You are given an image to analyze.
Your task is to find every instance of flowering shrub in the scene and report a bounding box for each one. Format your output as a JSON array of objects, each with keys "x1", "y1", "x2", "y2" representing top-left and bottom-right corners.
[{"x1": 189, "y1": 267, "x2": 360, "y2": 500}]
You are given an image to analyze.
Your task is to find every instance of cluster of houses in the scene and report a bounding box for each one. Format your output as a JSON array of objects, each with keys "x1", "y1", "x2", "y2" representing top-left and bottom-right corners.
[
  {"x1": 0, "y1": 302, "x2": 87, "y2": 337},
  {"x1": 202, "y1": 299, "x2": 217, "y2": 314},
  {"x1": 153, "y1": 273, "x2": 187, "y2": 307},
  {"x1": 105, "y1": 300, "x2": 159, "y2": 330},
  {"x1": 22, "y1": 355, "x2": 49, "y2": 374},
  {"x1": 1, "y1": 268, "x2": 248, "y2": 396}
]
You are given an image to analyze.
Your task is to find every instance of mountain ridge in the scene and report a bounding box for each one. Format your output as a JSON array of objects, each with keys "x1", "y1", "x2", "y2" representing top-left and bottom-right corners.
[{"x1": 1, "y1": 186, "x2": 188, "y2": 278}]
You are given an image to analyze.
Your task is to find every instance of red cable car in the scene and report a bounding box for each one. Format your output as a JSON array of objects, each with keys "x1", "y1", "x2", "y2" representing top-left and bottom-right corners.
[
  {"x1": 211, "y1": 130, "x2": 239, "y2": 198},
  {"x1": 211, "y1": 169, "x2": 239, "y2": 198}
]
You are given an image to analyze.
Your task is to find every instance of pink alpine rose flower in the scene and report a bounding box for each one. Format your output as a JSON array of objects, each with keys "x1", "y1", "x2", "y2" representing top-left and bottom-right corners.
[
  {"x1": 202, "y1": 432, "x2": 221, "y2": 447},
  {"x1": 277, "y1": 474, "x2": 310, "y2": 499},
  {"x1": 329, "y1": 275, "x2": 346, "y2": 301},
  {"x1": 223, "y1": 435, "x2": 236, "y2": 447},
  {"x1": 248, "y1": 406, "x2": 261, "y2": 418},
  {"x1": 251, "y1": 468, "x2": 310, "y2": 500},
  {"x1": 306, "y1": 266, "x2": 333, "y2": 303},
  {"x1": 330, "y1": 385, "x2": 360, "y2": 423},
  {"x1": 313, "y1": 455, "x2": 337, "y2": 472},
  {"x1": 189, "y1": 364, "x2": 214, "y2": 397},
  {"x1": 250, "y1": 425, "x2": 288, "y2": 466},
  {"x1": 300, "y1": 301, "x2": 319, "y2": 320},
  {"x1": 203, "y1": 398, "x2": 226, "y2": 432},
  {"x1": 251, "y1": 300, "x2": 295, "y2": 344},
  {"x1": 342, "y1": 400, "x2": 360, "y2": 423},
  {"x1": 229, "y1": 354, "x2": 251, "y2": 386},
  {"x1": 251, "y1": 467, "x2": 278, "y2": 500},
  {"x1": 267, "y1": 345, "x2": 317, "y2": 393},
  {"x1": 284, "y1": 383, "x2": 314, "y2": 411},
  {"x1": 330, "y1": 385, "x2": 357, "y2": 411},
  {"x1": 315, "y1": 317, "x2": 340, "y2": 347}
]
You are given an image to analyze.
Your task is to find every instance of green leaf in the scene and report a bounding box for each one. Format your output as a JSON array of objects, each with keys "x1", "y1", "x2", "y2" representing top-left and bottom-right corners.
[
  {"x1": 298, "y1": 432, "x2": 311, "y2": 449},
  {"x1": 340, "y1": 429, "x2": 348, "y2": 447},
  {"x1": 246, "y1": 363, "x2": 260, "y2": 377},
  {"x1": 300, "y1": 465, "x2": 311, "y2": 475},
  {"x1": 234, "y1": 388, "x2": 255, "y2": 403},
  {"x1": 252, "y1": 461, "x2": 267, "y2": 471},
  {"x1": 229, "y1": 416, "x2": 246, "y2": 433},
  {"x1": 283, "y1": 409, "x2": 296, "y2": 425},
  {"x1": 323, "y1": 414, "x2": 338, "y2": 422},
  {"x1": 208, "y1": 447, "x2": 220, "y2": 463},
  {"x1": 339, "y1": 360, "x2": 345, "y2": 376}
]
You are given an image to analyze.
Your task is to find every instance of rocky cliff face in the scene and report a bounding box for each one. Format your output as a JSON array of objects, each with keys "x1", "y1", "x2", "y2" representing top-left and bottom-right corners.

> **Problem**
In the lines above, every record is to be repeated exactly.

> **Written answer**
You are given an image to analyze.
Your task is to find every instance of flowering shrub in the scene and report a bounding box for each one. Format your output as a JSON array of objects, each with keys "x1", "y1", "x2", "y2" representing top-left and bottom-right corners.
[{"x1": 189, "y1": 267, "x2": 360, "y2": 500}]
You are given an image to analyze.
Your task is to find every instance of cluster of houses in the scene and report a bounding box for each one. Format your output as a JSON array of objects, each with keys "x1", "y1", "x2", "y2" representing top-left and bottom-right corners.
[
  {"x1": 0, "y1": 302, "x2": 87, "y2": 337},
  {"x1": 202, "y1": 299, "x2": 217, "y2": 314},
  {"x1": 153, "y1": 273, "x2": 187, "y2": 307},
  {"x1": 105, "y1": 300, "x2": 159, "y2": 330},
  {"x1": 22, "y1": 355, "x2": 49, "y2": 374},
  {"x1": 1, "y1": 268, "x2": 248, "y2": 396}
]
You are given an image to analyze.
Your task is to find every instance of mountain ridge in the scene and report a bounding box for each one. Format your output as a JSON array of objects, each with keys "x1", "y1", "x2", "y2" representing top-left and bottom-right corners.
[{"x1": 1, "y1": 186, "x2": 188, "y2": 278}]
You are given an image to analyze.
Your task is to find every instance of red cable car in the scene and report a bounding box for each one. Format your output as a JSON array of objects, each with keys "x1", "y1", "x2", "y2" representing top-left and bottom-right corners.
[
  {"x1": 211, "y1": 130, "x2": 239, "y2": 198},
  {"x1": 211, "y1": 169, "x2": 239, "y2": 198}
]
You are given an image to analyze.
Your task is to find every instance of pink alpine rose flower in the scene and report a bounding box for each one. Format your output as a JSON array of objects, each with keys "x1", "y1", "x2", "y2" representing top-left and bottom-right corners.
[
  {"x1": 202, "y1": 432, "x2": 221, "y2": 447},
  {"x1": 277, "y1": 474, "x2": 310, "y2": 499},
  {"x1": 329, "y1": 275, "x2": 346, "y2": 301},
  {"x1": 223, "y1": 435, "x2": 236, "y2": 447},
  {"x1": 248, "y1": 406, "x2": 261, "y2": 418},
  {"x1": 251, "y1": 468, "x2": 310, "y2": 500},
  {"x1": 306, "y1": 266, "x2": 333, "y2": 303},
  {"x1": 330, "y1": 385, "x2": 360, "y2": 423},
  {"x1": 313, "y1": 455, "x2": 337, "y2": 472},
  {"x1": 189, "y1": 364, "x2": 214, "y2": 397},
  {"x1": 250, "y1": 425, "x2": 288, "y2": 466},
  {"x1": 300, "y1": 301, "x2": 319, "y2": 320},
  {"x1": 203, "y1": 398, "x2": 226, "y2": 432},
  {"x1": 251, "y1": 300, "x2": 295, "y2": 344},
  {"x1": 342, "y1": 400, "x2": 360, "y2": 423},
  {"x1": 229, "y1": 354, "x2": 251, "y2": 386},
  {"x1": 251, "y1": 467, "x2": 278, "y2": 500},
  {"x1": 267, "y1": 345, "x2": 317, "y2": 393},
  {"x1": 284, "y1": 383, "x2": 314, "y2": 411},
  {"x1": 330, "y1": 385, "x2": 357, "y2": 411},
  {"x1": 315, "y1": 317, "x2": 340, "y2": 347}
]
You are given an image to analyze.
Your task is to find every instance of green leaf in the scene and report a bounding box for each one. Format your output as a JSON array of objects, each with keys "x1", "y1", "x2", "y2" representing top-left and bottom-right corners.
[
  {"x1": 298, "y1": 432, "x2": 311, "y2": 449},
  {"x1": 340, "y1": 429, "x2": 348, "y2": 447},
  {"x1": 246, "y1": 363, "x2": 260, "y2": 377},
  {"x1": 300, "y1": 465, "x2": 311, "y2": 475},
  {"x1": 234, "y1": 388, "x2": 255, "y2": 403},
  {"x1": 252, "y1": 461, "x2": 267, "y2": 471},
  {"x1": 229, "y1": 416, "x2": 246, "y2": 433},
  {"x1": 283, "y1": 409, "x2": 296, "y2": 425},
  {"x1": 323, "y1": 414, "x2": 338, "y2": 422},
  {"x1": 208, "y1": 447, "x2": 220, "y2": 463},
  {"x1": 339, "y1": 360, "x2": 345, "y2": 376}
]
You are given an image to analyze.
Your task is to find every instance of rocky cliff face in the scene and report a bounding box for each one. Format your output as a JSON array of objects, each with keys "x1", "y1", "x2", "y2" representing top-left and bottom-right corners.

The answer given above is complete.